## Working data:
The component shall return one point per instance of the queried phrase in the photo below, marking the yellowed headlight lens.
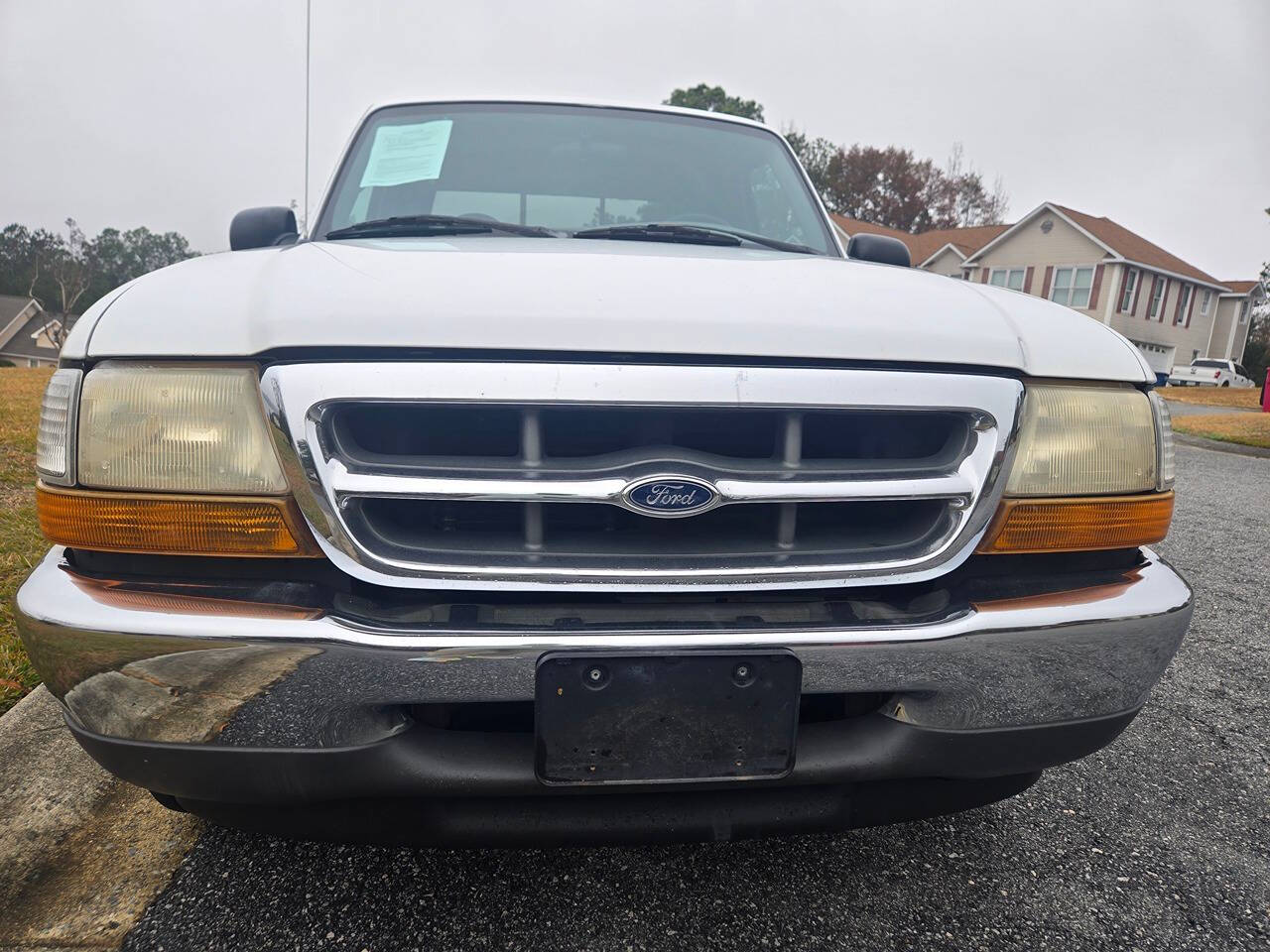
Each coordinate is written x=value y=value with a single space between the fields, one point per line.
x=173 y=525
x=1079 y=440
x=175 y=428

## Exercise details:
Revise the material above by replacing "yellowed" with "cloudy" wherever it occurs and leaving everything else unchanged. Leave the pictures out of your answer.

## Response:
The component shall return one point per instance of the queried phrase in the photo below, marking the cloudy headlight lens.
Each coordinate is written x=value y=value with a single space between the fields, one point per line.
x=173 y=525
x=1079 y=440
x=175 y=428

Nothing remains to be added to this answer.